Será que a falta de um objeto positivo não dá a esse momento toda uma iluminação: “Evoca-se a alma e é a beleza que opera” (Lacan, 1959-1960/1989, p. 123). Beleza que fere e cega os humanos? Que faz os olhos pestanejarem?
A falta de objeto produziria um “limite em que o olhar se transforma em beleza” (Lacan, 1959-1960/1989, p. 129). A iluminação da beleza se faz violenta. É o momento da passagem da vida para a morte, ou melhor, segunda morte, aquela que exige rituais.
Ou, sendo mais precisa, do que se trata é do objeto a, causa do desejo? A morte, tocada pelo desejo, produz brilho. O que passa a importar, então, é a falta, é a articulação do desejo, e este só se desenha quando, a um objeto, algo falta. Mesmo que o preço seja o de renunciar aos bens eróticos.
Poderíamos perguntar se não estaria presentificada aqui a situação na qual o objeto a se recorta num estilo, em que Antígona encarna não só o lugar de extrema solidão, que o ato de ir até as últimas consequências exige do herói, mas, mais ainda, fazendo parte daqueles heróis que emergem de uma finda linha, desse limiar entre a vida e a morte: “É na travessia dessa zona que o raio do desejo se reflete e, ao mesmo tempo, se retrai chegando a nos dar esse efeito tão singular, o mais profundo, que é o efeito do Belo no desejo” (Lacan, 1959-1960/1988, p. 302).

Registros armazenados:

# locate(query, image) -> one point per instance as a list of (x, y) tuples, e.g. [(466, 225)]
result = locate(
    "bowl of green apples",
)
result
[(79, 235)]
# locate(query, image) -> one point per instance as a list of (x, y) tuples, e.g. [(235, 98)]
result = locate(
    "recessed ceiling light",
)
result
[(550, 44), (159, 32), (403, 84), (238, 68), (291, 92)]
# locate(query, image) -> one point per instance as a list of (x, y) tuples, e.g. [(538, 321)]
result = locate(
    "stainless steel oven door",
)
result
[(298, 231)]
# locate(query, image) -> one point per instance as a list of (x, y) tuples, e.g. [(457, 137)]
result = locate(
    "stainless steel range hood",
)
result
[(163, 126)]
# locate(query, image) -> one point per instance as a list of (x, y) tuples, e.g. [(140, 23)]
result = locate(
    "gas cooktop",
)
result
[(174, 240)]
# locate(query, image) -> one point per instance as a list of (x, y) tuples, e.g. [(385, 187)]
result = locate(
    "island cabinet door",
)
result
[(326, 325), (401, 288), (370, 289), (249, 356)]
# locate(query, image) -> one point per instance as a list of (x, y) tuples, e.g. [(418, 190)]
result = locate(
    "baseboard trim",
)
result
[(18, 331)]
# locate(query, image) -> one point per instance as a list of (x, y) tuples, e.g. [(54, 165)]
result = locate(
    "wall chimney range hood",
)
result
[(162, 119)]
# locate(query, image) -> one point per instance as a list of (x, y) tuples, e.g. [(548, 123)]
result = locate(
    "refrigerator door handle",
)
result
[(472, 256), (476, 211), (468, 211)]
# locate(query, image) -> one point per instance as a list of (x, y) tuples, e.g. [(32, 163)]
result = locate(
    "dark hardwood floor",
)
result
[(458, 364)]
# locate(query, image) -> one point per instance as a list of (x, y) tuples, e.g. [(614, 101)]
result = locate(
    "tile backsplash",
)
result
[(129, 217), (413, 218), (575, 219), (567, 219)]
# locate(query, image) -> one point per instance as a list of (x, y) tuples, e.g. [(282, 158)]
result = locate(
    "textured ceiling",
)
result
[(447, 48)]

Sobre o exercício:
Copie integralmente o trecho sobre a beleza e o desejo em Antígona, sem alterar nenhuma palavra ou sinal.

Solução do problema:
Será que a falta de um objeto positivo não dá a esse momento toda uma iluminação: “Evoca-se a alma e é a beleza que opera” (Lacan, 1959-1960/1989, p. 123). Beleza que fere e cega os humanos? Que faz os olhos pestanejarem?
A falta de objeto produziria um “limite em que o olhar se transforma em beleza” (Lacan, 1959-1960/1989, p. 129). A iluminação da beleza se faz violenta. É o momento da passagem da vida para a morte, ou melhor, segunda morte, aquela que exige rituais.
Ou, sendo mais precisa, do que se trata é do objeto a, causa do desejo? A morte, tocada pelo desejo, produz brilho. O que passa a importar, então, é a falta, é a articulação do desejo, e este só se desenha quando, a um objeto, algo falta. Mesmo que o preço seja o de renunciar aos bens eróticos.
Poderíamos perguntar se não estaria presentificada aqui a situação na qual o objeto a se recorta num estilo, em que Antígona encarna não só o lugar de extrema solidão, que o ato de ir até as últimas consequências exige do herói, mas, mais ainda, fazendo parte daqueles heróis que emergem de uma finda linha, desse limiar entre a vida e a morte: “É na travessia dessa zona que o raio do desejo se reflete e, ao mesmo tempo, se retrai chegando a nos dar esse efeito tão singular, o mais profundo, que é o efeito do Belo no desejo” (Lacan, 1959-1960/1988, p. 302).